____ RECORDS PROVIDED
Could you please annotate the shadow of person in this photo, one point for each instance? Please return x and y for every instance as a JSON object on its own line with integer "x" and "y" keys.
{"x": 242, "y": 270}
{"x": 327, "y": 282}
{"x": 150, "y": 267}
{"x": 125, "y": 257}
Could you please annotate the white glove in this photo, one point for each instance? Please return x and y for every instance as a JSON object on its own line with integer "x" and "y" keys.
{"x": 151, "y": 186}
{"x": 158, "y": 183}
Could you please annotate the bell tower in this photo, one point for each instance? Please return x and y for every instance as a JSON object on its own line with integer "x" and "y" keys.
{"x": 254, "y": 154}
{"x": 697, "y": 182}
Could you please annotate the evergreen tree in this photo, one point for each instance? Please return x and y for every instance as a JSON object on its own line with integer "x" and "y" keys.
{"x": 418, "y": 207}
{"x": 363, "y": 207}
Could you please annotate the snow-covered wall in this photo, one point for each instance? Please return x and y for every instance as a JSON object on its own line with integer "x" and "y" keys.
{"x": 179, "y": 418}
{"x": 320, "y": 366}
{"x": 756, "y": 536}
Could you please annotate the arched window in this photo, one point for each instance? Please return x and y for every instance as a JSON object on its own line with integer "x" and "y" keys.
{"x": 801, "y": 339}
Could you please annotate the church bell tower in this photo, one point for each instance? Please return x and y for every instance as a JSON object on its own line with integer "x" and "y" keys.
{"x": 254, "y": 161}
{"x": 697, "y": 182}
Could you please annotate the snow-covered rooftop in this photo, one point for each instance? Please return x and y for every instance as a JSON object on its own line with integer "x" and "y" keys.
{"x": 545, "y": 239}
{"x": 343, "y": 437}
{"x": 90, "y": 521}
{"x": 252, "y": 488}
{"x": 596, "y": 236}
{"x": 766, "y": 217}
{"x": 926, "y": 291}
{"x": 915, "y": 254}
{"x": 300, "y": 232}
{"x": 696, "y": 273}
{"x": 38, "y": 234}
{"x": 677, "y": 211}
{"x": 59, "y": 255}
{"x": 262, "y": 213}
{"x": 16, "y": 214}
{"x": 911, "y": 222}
________
Copy out every record again, letter for letter.

Could you please annotate the shadow of person in this photo, one point for each instance? Please return x and y for every instance as a JSON object on its own line with integer "x" and "y" keys.
{"x": 242, "y": 270}
{"x": 327, "y": 282}
{"x": 150, "y": 267}
{"x": 125, "y": 257}
Could you please annotate the white glove in this photo, one point for each instance? Please return x and y for every instance as a JSON object on its own line with integer "x" and "y" keys.
{"x": 151, "y": 186}
{"x": 158, "y": 183}
Could you please annotate the bell tower in this photo, one point for each instance? Please return x and y for every instance as a JSON object on its own line with integer "x" and "y" keys.
{"x": 254, "y": 154}
{"x": 697, "y": 182}
Could you please annotate the evergreen tree in this photo, one point for each instance? Please return x and y for every instance as a JSON object on its own line with integer "x" and "y" keys.
{"x": 418, "y": 207}
{"x": 363, "y": 207}
Could you please annotate the snow-covered wall in this photo, one point for each instance? Please return x and y for every instance as a JSON object on its own line with integer "x" and "y" keys.
{"x": 179, "y": 418}
{"x": 320, "y": 366}
{"x": 756, "y": 536}
Could you please annotate the arched window in this photo, one point for each instance? Please return x and y for every instance as a JSON object on its own line with integer "x" and "y" keys.
{"x": 801, "y": 339}
Could you please annotate the church bell tower in this photo, one point for each instance? Please return x and y for every instance as a JSON object on its own line with integer "x" and "y" keys.
{"x": 254, "y": 161}
{"x": 697, "y": 182}
Could you please annotate the snow-covered rooftop in this photo, one point for each instance? Please return x and y for every instance as a JSON object on its own line with integer "x" and "y" keys.
{"x": 545, "y": 239}
{"x": 343, "y": 437}
{"x": 90, "y": 521}
{"x": 252, "y": 488}
{"x": 596, "y": 236}
{"x": 766, "y": 217}
{"x": 926, "y": 291}
{"x": 915, "y": 254}
{"x": 300, "y": 232}
{"x": 696, "y": 273}
{"x": 38, "y": 234}
{"x": 677, "y": 211}
{"x": 59, "y": 255}
{"x": 262, "y": 213}
{"x": 16, "y": 214}
{"x": 911, "y": 222}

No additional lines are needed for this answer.